EXERCISE DIRECTIONS:
Every entry that follows should be reproduced exactly.

◇ ◇ ◇

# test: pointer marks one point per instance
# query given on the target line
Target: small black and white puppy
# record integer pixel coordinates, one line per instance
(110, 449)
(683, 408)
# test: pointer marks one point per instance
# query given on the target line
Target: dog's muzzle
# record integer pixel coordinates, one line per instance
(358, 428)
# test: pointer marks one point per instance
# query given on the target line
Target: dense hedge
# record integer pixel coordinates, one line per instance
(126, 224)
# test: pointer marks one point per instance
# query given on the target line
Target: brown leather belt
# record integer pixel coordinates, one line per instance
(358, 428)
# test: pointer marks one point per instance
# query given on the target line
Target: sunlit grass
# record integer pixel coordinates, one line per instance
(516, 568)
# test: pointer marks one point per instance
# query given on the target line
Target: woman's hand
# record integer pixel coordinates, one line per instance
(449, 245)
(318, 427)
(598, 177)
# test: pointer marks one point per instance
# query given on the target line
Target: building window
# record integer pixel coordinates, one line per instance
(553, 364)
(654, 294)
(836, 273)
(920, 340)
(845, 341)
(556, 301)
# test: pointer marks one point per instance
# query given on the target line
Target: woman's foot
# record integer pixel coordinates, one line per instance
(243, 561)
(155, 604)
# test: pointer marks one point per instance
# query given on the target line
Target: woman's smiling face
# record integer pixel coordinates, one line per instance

◇ ◇ ◇

EXPECTED OUTPUT:
# test: pointer marks one point per instance
# query given on the target line
Target: small black and white puppy
# record integer pixel coordinates, one line per instance
(110, 449)
(683, 408)
# test: pointer marks one point per instance
# query given on the target line
Target: dog's muzzle
# record integer pixel coordinates, one line per instance
(358, 428)
# test: pointer marks one point per instance
# query given on the target line
Target: dense hedge
# record integer pixel coordinates, one line per instance
(126, 224)
# test: pointer marks one point per instance
# query given on the target line
Target: brown leather belt
# record integer pixel coordinates, one line per instance
(358, 428)
# test: pointer marks one point per instance
# query given on the target line
Target: sunlit grass
# record integer pixel coordinates, one line per instance
(516, 568)
# test: pointer marks one point per instance
# query given on the target line
Target: woman's hand
# record integer pixel coordinates, one line per instance
(449, 245)
(318, 427)
(598, 177)
# test: pointer marks one point per instance
# query given on the target line
Target: building window
# record integer pixel coordinates, one line per instance
(553, 364)
(654, 294)
(836, 273)
(920, 340)
(845, 341)
(556, 301)
# test: pointer marks one point per instance
# query given on the target line
Target: woman's foot
# record integer pixel coordinates, one line per instance
(243, 561)
(155, 604)
# test: pointer marks one point per instance
# query given on the target line
Target: woman's smiling face
# record integer pixel coordinates, one line per instance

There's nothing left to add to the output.